_WORK TO BE COMPLETED_
Lay out the material as a JSON list of strings, one string per line with blank lines omitted, covering only the part that opens with the line containing "In the photo above, where can the modern" and closes with the line containing "(1118, 781)".

_SUPPLIED MATERIAL_
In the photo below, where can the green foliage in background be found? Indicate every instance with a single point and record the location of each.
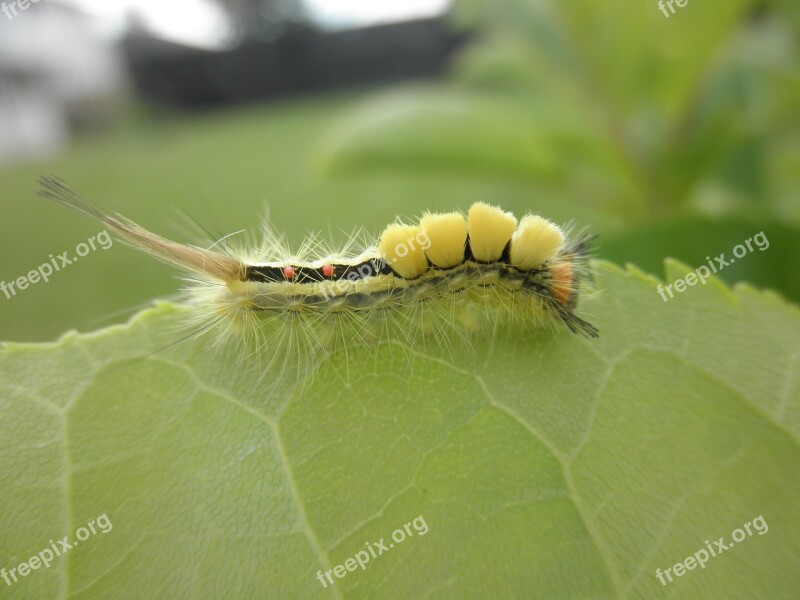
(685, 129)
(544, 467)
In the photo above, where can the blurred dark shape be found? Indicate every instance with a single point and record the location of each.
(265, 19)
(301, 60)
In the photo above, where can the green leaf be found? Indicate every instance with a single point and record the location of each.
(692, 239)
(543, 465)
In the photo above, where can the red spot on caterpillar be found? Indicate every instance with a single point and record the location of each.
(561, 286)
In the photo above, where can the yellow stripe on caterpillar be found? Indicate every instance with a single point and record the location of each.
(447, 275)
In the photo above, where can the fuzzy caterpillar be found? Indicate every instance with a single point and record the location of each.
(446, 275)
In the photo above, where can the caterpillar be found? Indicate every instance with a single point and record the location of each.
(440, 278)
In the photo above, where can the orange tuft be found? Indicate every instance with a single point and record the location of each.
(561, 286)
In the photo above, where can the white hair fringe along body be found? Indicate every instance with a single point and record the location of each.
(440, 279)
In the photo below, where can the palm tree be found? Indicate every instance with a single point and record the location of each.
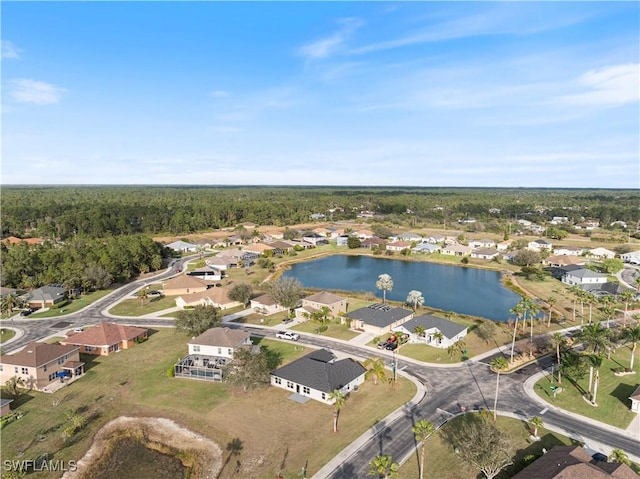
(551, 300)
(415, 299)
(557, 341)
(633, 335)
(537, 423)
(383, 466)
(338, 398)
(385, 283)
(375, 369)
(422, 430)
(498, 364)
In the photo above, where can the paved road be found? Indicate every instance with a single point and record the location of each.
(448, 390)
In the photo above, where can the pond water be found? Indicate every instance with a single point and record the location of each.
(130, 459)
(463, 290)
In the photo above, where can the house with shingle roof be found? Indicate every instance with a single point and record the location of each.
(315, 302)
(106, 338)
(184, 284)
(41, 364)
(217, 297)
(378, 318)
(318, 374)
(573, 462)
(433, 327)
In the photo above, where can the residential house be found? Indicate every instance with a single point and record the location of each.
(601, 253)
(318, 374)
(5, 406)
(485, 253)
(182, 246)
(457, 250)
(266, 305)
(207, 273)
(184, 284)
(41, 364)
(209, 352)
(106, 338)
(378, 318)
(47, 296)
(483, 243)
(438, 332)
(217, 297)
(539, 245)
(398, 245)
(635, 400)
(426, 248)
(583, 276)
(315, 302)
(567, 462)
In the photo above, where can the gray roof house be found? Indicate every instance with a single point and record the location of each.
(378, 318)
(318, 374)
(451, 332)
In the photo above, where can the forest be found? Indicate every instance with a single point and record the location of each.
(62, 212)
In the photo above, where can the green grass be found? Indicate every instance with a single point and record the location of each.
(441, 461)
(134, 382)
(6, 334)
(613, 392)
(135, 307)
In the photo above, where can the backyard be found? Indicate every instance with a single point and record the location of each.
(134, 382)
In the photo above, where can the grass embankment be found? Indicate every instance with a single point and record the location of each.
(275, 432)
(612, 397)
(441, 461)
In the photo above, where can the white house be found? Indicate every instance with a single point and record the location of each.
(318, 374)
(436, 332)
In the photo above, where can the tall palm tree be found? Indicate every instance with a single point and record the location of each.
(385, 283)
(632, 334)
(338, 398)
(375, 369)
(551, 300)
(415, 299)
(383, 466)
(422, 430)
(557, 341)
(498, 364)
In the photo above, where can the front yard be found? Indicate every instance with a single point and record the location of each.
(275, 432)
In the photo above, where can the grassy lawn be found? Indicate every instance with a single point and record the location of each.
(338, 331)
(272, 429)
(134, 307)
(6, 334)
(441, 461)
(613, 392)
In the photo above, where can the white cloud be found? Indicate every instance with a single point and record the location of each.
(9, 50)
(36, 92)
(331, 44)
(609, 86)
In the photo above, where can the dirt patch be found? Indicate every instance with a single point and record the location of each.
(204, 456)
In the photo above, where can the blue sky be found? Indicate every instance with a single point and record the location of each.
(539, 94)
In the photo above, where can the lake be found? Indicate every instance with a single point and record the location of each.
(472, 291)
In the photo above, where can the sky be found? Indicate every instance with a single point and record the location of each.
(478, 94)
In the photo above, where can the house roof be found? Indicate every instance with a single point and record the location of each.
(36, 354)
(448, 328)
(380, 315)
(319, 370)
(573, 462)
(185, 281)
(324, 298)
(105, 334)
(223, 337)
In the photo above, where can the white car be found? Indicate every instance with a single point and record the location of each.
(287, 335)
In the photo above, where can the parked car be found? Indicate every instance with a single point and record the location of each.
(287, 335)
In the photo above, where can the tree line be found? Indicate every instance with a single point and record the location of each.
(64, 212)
* * *
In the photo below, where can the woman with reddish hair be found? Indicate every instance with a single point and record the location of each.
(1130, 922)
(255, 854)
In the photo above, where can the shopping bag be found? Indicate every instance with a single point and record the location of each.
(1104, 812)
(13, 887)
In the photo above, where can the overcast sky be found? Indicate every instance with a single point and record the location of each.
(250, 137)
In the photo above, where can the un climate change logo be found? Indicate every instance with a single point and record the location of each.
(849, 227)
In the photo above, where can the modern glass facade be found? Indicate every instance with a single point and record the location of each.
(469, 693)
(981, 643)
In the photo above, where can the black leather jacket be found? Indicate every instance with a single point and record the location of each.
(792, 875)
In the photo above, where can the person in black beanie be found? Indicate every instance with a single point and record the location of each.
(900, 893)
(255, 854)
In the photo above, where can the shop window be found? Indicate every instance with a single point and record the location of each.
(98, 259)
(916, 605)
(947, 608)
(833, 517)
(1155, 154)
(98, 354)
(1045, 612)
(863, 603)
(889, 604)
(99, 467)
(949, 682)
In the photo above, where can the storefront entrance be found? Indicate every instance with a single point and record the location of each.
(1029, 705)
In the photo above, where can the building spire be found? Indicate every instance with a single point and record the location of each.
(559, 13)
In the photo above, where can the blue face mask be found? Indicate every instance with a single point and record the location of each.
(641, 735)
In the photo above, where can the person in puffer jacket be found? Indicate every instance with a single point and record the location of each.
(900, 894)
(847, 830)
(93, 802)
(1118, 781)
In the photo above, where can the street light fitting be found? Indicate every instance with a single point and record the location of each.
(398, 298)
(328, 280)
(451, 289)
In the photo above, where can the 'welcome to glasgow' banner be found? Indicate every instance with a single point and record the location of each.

_REPLY TO THE EXERCISE_
[
  "In the photo above, where can the modern glass facade be found? Indicate every instance with a single point and record the location of each.",
  "(469, 693)",
  "(981, 643)",
  "In the photo above, where can the black leather jacket be found? Indicate every instance with a single point and record the location of each.",
  "(792, 875)",
  "In the photo above, where can the person in black beanie be found? Indicate every instance with a single point and record the location of each.",
  "(900, 893)",
  "(255, 854)",
  "In the photo above, where can the shop window be found? Indicate every instance with a single point and record the location of each.",
  "(98, 259)",
  "(916, 605)",
  "(947, 608)",
  "(833, 517)",
  "(1155, 154)",
  "(98, 354)",
  "(1045, 612)",
  "(863, 603)",
  "(889, 604)",
  "(99, 467)",
  "(949, 682)",
  "In the photo above, where can the storefront entrance be found? Indicate every instance with a single point and record the location of each.",
  "(1029, 705)",
  "In the photo above, where can the building spire be found? Indicate every instance with a single point and record the location of each.",
  "(559, 13)",
  "In the photo above, where can the blue face mask be found? Indicate every instance with a single point and record the location of each.",
  "(641, 735)",
  "In the photo above, where can the person in puffer jacket be found? Indicate every instance with a single point and record the location of each.",
  "(900, 894)",
  "(847, 830)",
  "(93, 802)",
  "(1118, 781)"
]